ACTIVITY
If a line in the records below holds the string "side", count it; give only the total.
☆ ☆ ☆ ☆
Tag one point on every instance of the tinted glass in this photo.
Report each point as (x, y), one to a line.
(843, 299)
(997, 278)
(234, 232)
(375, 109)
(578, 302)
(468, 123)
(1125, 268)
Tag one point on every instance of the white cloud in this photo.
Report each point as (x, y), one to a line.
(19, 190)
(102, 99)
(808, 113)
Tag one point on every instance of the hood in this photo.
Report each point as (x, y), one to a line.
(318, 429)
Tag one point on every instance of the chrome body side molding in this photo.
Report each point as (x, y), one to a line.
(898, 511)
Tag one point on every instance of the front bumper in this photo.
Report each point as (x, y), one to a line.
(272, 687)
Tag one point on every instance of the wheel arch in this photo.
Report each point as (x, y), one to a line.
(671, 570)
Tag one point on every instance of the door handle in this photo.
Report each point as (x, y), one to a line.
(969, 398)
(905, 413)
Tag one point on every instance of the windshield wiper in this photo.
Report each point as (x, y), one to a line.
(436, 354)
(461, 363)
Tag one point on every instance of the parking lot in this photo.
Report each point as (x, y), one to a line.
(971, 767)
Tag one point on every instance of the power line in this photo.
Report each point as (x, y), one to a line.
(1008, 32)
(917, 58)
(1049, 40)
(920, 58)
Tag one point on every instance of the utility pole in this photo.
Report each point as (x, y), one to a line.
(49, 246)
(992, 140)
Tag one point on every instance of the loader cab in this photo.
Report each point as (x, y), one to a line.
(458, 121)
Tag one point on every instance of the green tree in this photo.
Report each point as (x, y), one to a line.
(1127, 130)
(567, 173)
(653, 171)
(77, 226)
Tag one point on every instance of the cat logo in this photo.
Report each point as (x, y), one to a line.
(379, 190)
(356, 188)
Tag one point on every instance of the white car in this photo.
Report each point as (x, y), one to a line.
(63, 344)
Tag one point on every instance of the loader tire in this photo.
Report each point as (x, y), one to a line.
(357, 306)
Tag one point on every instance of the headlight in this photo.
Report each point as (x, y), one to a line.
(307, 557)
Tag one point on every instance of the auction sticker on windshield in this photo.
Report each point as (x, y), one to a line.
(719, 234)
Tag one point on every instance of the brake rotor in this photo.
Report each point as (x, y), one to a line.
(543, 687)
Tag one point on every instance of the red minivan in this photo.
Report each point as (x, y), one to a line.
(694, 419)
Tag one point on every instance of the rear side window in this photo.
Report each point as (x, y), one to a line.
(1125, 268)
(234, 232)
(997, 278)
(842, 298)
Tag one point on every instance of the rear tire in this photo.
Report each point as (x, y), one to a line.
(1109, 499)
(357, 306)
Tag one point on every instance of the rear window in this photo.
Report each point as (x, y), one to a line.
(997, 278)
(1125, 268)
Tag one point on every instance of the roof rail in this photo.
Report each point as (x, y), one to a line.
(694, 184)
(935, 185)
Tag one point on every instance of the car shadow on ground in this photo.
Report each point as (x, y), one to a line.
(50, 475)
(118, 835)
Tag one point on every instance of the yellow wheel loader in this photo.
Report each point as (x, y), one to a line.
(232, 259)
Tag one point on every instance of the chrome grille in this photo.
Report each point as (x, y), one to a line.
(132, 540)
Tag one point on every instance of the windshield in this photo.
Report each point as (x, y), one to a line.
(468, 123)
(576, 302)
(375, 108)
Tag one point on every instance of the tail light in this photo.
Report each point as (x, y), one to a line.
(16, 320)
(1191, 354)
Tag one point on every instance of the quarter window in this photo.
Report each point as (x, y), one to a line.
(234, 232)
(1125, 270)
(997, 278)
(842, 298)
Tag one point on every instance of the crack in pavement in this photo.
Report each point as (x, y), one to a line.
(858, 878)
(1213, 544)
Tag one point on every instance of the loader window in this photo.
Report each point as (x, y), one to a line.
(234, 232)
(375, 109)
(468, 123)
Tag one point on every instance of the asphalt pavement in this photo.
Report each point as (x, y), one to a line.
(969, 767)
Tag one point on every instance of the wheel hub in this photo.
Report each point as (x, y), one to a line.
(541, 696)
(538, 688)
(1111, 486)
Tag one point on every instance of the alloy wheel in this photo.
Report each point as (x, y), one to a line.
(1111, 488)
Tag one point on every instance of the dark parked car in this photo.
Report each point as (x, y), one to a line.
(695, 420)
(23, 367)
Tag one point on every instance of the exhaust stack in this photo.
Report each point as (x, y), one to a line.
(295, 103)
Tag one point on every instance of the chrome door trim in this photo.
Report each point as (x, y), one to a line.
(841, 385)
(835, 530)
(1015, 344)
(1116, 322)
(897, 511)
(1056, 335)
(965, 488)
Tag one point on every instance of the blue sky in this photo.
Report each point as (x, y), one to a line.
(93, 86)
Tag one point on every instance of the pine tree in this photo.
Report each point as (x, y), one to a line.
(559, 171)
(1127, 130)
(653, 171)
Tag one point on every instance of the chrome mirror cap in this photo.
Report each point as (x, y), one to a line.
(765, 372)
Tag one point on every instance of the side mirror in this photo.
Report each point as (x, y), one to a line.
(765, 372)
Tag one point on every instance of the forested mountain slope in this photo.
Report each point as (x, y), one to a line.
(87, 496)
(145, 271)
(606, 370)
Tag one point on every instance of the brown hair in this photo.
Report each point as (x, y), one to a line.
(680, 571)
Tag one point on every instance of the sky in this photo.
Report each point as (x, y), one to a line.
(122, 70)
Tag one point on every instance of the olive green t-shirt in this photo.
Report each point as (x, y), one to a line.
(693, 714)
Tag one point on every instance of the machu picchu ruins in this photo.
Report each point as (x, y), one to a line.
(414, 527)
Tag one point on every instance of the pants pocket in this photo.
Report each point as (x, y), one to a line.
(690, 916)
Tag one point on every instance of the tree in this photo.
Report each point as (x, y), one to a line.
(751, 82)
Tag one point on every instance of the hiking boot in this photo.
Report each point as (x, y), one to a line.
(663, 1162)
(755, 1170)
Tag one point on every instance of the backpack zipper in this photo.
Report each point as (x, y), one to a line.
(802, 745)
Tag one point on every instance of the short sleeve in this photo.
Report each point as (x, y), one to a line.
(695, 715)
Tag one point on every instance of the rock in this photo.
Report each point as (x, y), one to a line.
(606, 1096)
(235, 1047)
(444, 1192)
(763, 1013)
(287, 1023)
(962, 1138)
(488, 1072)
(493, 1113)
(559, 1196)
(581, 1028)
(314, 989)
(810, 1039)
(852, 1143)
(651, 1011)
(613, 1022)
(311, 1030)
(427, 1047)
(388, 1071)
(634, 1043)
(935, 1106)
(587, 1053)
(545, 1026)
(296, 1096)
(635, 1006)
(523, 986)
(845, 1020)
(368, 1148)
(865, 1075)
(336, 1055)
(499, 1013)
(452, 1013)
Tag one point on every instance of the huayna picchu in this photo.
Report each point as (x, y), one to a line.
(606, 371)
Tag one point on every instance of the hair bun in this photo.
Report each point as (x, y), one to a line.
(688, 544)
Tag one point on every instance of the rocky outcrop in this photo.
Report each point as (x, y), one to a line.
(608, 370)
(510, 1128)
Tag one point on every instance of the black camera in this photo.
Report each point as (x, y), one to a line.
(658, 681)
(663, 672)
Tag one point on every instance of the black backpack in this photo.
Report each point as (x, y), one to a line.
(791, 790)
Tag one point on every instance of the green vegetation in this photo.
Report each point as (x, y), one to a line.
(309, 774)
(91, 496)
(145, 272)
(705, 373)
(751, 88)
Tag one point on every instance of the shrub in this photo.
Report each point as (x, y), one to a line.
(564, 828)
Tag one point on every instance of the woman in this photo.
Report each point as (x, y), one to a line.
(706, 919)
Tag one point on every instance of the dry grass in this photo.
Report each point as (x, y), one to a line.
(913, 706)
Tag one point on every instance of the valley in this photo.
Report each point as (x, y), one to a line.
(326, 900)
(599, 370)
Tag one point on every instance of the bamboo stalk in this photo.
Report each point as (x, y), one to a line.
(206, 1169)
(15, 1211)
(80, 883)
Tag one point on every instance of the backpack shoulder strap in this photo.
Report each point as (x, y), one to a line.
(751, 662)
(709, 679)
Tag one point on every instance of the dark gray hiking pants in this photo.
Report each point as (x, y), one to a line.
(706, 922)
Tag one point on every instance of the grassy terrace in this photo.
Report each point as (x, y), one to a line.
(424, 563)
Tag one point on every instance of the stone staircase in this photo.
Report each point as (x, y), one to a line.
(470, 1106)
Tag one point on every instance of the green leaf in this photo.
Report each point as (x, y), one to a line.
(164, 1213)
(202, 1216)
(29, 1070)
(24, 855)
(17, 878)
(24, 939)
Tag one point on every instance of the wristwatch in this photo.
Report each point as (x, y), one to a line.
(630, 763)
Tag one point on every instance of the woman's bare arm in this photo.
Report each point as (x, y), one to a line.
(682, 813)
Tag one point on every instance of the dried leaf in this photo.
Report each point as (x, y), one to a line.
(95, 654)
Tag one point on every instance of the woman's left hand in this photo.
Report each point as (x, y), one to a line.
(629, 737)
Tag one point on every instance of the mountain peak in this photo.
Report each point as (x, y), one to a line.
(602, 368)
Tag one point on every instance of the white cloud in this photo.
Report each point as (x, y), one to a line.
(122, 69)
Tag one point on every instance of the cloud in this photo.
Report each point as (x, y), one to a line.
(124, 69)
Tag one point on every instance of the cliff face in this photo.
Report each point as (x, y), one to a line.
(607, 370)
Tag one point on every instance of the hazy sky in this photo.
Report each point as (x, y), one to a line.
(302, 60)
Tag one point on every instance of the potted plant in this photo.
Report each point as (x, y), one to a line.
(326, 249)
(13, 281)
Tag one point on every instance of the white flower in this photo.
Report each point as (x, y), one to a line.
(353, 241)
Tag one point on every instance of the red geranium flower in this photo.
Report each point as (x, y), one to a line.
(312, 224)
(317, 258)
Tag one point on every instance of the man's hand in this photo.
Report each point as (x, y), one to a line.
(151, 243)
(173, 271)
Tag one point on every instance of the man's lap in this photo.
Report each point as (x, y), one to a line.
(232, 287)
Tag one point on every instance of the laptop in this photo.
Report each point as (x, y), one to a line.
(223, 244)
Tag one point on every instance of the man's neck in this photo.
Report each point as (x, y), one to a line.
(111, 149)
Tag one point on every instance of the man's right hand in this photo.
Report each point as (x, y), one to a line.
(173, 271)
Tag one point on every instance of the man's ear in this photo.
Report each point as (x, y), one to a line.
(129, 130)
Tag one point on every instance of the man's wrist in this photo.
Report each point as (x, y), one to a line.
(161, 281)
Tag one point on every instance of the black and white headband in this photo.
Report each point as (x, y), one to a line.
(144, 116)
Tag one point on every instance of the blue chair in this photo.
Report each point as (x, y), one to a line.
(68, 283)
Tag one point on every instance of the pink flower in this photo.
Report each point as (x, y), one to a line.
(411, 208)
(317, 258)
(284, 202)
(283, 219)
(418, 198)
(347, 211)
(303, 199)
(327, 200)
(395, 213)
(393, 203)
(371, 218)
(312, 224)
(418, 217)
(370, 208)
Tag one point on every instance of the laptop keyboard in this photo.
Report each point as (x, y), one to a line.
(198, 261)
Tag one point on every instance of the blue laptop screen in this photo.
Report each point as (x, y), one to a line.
☆ ☆ ☆ ☆
THE COMPLETED TASK
3